Task prompt
Collect every line in the material below that contains the string "grass", copying each line in full. Case counts when matching.
------------------------
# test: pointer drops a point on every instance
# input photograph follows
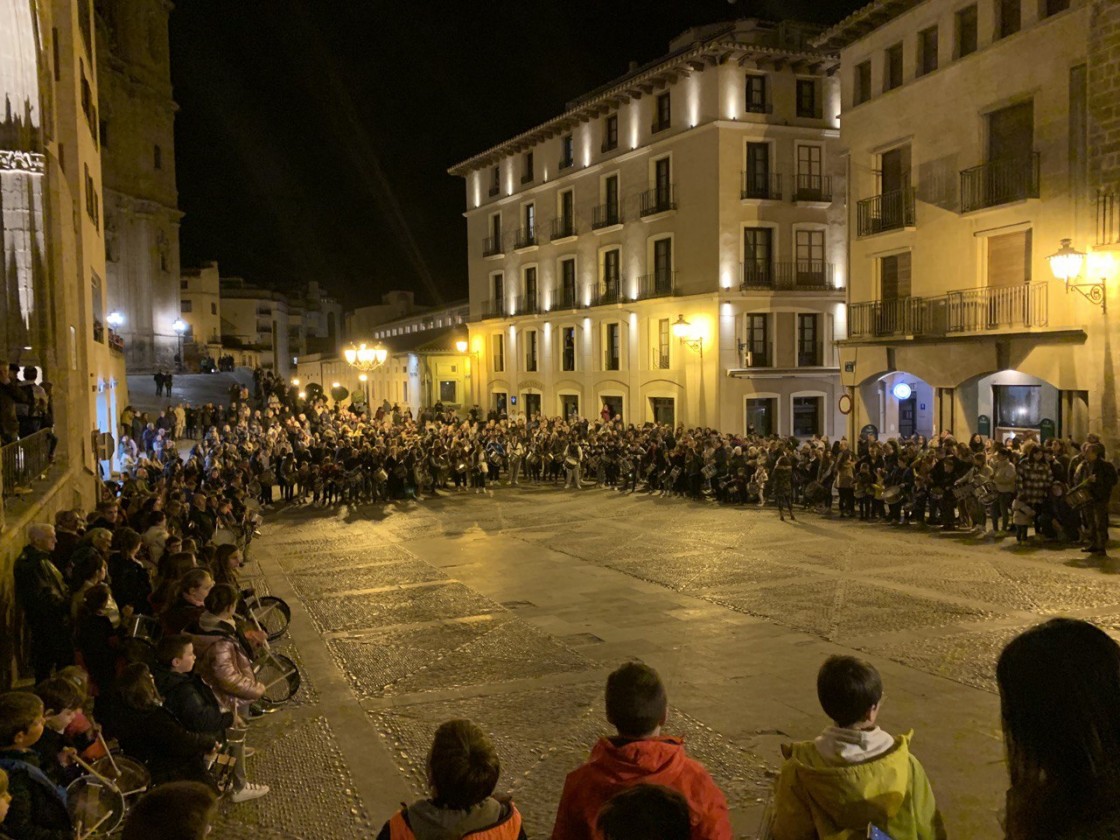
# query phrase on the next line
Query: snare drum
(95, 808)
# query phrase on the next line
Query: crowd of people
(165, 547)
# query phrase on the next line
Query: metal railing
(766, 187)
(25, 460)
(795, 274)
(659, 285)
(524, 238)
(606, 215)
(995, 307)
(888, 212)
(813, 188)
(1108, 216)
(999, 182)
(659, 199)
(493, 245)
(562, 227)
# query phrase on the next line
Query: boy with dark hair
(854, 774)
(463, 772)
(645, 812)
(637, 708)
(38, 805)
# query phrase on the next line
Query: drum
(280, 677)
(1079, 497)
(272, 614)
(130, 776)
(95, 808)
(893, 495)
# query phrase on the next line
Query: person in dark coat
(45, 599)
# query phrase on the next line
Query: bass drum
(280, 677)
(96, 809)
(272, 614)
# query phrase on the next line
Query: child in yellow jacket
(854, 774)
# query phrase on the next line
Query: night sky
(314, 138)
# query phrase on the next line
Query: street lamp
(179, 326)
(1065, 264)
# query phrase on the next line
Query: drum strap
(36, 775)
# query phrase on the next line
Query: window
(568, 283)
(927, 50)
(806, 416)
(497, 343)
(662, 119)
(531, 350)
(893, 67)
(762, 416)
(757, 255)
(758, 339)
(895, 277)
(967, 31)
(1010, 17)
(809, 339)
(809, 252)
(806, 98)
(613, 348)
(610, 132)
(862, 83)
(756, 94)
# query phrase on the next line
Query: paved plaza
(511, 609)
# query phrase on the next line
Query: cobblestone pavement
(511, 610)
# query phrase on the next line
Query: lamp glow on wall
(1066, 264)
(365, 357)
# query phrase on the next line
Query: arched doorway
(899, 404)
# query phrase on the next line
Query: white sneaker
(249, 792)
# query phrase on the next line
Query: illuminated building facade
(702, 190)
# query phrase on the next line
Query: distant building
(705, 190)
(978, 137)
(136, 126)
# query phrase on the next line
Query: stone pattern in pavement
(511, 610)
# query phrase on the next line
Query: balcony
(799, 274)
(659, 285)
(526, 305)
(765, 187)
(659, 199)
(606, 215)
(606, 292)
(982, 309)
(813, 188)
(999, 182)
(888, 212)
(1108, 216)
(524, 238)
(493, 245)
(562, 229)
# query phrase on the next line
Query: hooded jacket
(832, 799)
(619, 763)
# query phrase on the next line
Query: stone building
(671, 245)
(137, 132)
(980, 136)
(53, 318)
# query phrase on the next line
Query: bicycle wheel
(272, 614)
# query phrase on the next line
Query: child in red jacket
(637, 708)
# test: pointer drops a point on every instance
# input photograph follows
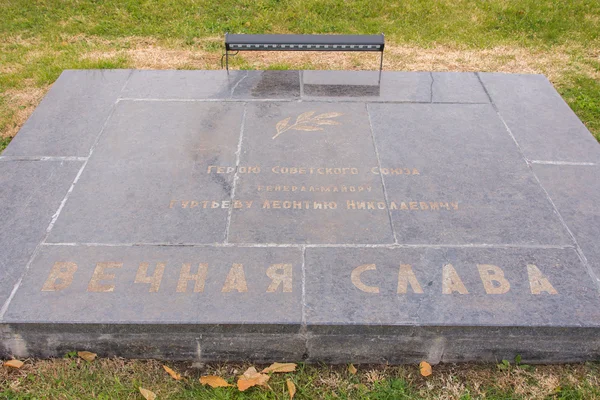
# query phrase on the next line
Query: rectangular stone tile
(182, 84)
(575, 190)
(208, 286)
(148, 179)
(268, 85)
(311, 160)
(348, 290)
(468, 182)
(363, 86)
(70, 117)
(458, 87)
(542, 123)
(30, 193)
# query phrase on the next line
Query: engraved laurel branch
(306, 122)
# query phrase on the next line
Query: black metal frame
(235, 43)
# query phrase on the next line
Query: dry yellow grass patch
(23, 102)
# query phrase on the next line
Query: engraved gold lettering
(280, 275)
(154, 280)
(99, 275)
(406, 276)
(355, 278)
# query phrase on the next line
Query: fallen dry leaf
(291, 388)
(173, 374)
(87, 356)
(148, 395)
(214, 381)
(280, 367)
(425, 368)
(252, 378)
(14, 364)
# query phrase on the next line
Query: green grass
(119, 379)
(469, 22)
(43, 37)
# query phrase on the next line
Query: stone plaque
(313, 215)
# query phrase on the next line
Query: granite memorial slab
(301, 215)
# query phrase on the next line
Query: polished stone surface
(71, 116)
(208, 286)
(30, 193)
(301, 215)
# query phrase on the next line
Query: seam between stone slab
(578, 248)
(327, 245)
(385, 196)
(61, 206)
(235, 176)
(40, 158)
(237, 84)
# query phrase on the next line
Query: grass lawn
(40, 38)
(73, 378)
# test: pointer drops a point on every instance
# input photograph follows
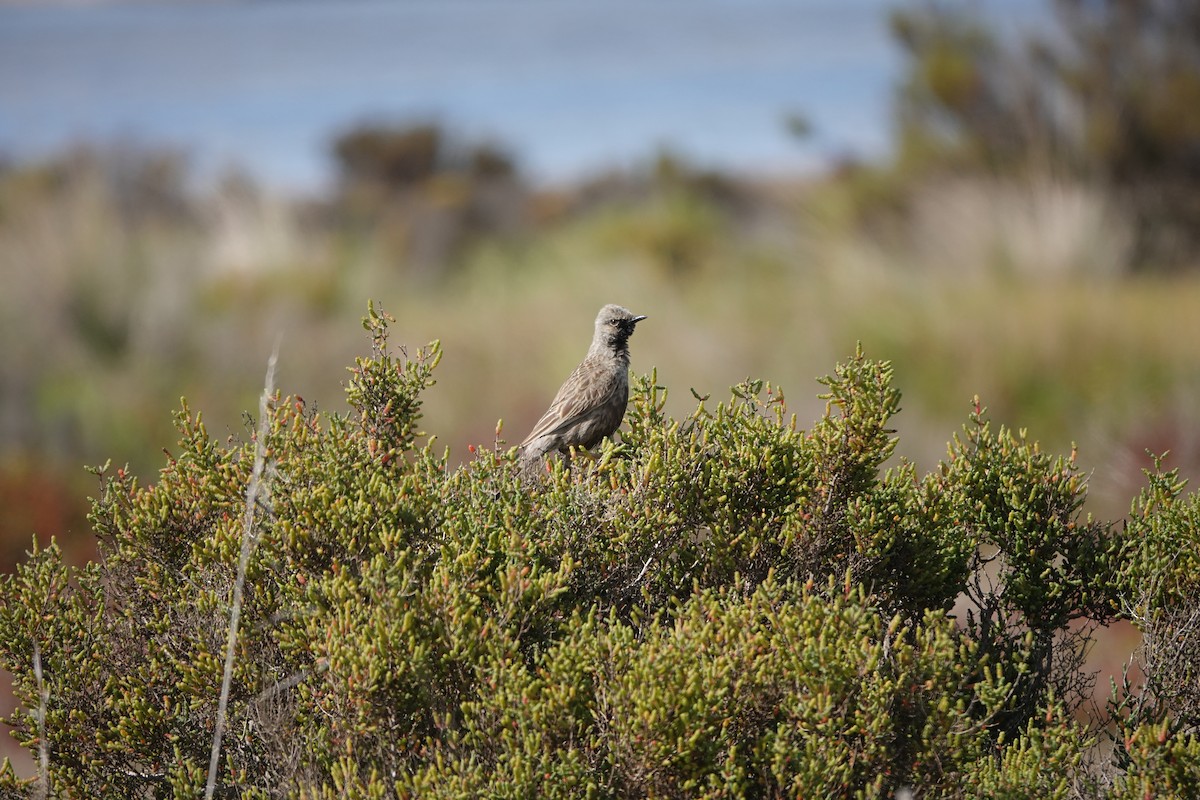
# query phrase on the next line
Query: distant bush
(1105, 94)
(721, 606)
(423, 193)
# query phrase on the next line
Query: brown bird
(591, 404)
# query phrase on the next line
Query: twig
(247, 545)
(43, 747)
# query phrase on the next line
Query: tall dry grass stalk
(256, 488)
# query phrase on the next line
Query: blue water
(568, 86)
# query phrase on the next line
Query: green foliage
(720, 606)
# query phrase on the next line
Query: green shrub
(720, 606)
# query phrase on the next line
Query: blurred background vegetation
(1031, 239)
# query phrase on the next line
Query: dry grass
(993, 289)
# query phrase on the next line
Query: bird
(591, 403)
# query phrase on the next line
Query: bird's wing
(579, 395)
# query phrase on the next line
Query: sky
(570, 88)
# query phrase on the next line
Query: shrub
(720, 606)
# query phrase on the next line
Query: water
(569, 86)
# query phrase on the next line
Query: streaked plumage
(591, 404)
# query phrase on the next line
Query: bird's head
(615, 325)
------------------------
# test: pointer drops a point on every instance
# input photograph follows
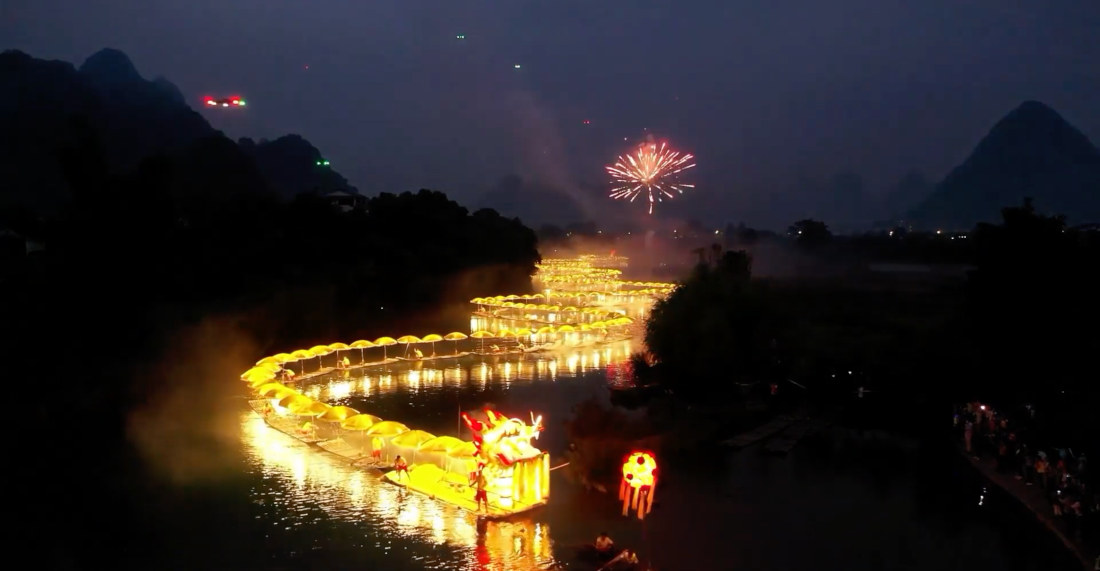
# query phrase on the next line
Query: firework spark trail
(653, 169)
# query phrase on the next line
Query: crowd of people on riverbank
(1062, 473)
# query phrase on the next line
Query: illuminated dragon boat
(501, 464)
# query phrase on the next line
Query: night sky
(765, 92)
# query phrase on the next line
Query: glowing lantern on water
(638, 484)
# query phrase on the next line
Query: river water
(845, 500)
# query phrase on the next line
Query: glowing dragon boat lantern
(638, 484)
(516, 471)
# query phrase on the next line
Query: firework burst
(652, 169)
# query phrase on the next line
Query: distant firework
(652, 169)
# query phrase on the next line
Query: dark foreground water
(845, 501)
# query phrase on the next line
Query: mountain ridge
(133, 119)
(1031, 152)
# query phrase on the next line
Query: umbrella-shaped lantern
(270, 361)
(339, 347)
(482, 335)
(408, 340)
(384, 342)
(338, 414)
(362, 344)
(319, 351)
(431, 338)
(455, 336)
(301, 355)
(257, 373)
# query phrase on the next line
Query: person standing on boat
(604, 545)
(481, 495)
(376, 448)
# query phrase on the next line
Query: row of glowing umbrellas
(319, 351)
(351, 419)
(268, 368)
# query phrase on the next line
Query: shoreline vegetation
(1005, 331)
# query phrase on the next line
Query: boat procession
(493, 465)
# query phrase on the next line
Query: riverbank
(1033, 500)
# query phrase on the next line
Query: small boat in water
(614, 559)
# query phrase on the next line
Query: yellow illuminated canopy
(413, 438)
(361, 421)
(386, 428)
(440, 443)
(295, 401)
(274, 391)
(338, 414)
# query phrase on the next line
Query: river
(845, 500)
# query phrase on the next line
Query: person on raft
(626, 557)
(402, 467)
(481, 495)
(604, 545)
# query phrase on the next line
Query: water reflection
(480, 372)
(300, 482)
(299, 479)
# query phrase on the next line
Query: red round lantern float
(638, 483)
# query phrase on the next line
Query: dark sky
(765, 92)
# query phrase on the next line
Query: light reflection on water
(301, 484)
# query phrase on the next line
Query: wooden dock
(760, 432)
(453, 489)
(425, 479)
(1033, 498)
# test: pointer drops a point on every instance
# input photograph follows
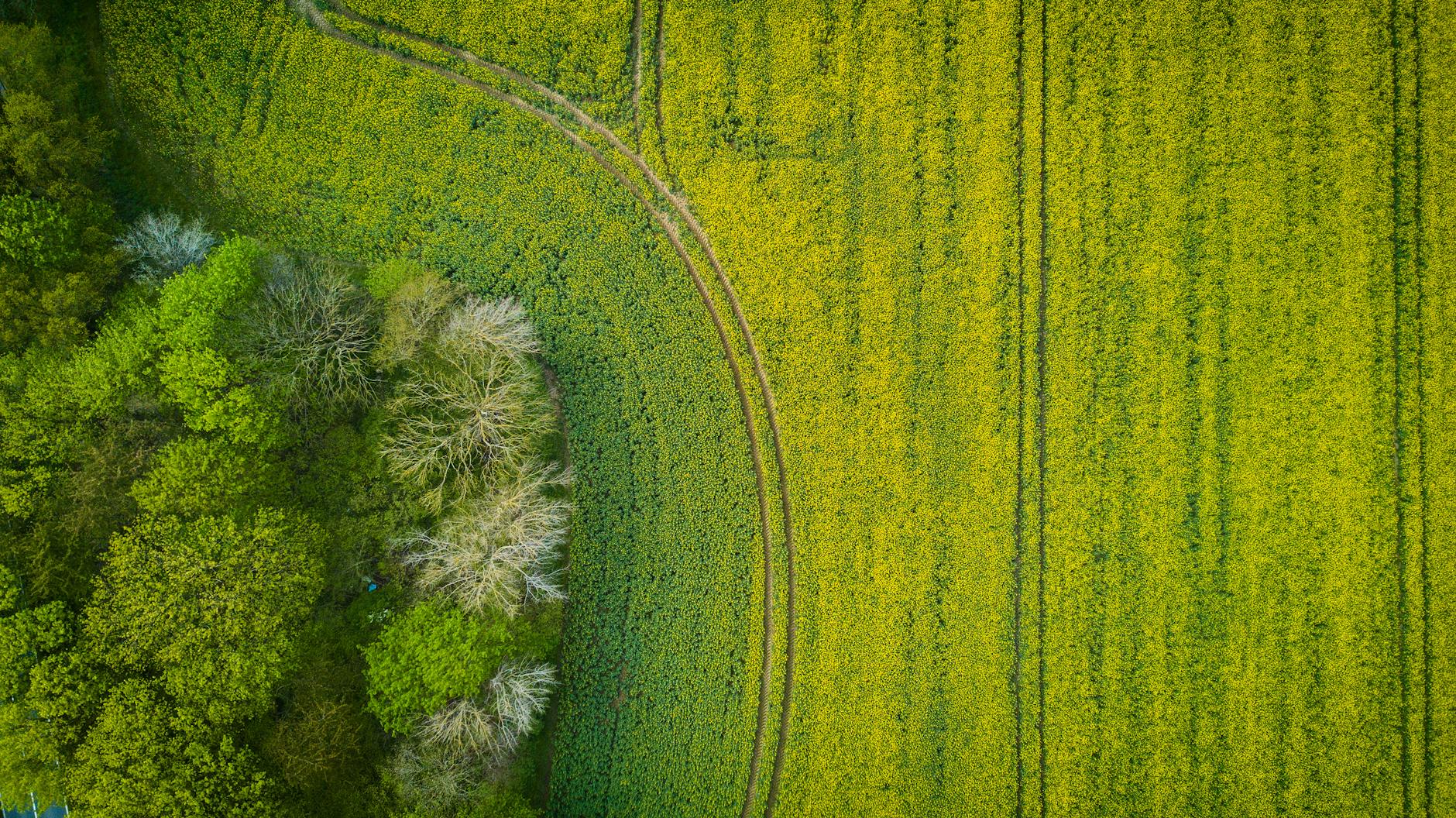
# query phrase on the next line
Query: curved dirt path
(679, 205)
------------------------
Full answer
Query: dry yellow grass patch
Query: green grass
Query: grass lawn
Query: tall dry grass stalk
Query: dry grass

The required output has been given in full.